Exercise directions: Change every "query phrase" in the data below to "search term" and leave all other text as it is. Leave the pictures out of your version.

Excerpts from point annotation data
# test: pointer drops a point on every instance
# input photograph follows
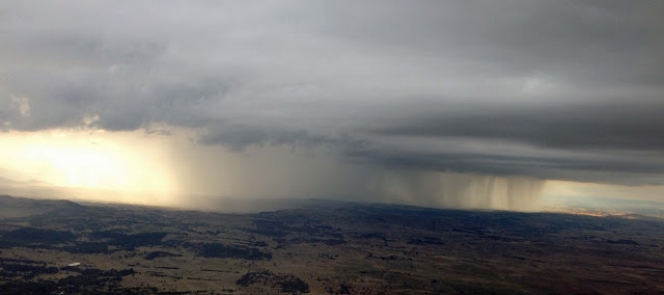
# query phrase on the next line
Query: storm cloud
(570, 90)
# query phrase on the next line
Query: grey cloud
(576, 84)
(625, 124)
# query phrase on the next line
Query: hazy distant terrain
(323, 248)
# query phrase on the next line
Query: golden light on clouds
(126, 162)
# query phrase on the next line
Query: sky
(489, 104)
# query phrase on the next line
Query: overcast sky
(542, 90)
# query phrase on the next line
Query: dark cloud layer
(548, 89)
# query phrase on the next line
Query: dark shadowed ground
(319, 247)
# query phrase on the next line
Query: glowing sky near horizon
(445, 103)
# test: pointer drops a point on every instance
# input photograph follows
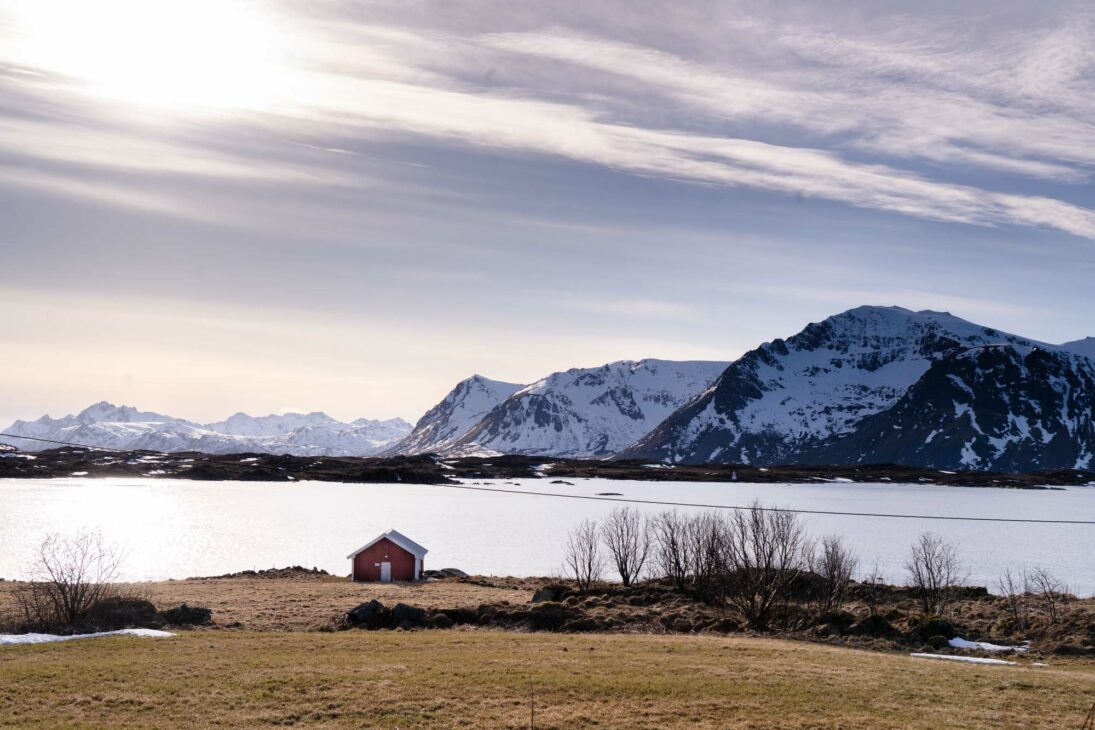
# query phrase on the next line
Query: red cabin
(391, 556)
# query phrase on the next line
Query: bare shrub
(70, 577)
(1013, 593)
(671, 547)
(764, 555)
(834, 564)
(935, 572)
(874, 589)
(705, 540)
(1052, 591)
(584, 559)
(626, 534)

Task response:
# test: pointer drops a point on every instance
# input photograph follows
# search term on the next line
Query: storm cloud
(570, 90)
# search term on the next line
Query: grey cloud
(576, 84)
(625, 124)
# search term on the next line
Query: hazy distant terrain
(323, 248)
# search term on the next line
Query: golden light on clouds
(126, 162)
# search term on the next line
Query: sky
(489, 104)
# search term on the next line
Query: overcast sky
(542, 90)
# search term on the next line
Query: dark cloud layer
(548, 89)
# search term on the next line
Query: dark shadowed ground
(319, 247)
# search term on the next line
Query: glowing sky near horizon
(445, 103)
# test: pointer drops a point on every instance
# input photograph follows
# search term on the next line
Query: red cabin
(391, 556)
# search term on the next line
Query: bare shrub
(70, 577)
(1013, 593)
(671, 547)
(764, 555)
(834, 564)
(935, 572)
(874, 589)
(705, 540)
(1052, 591)
(584, 559)
(626, 534)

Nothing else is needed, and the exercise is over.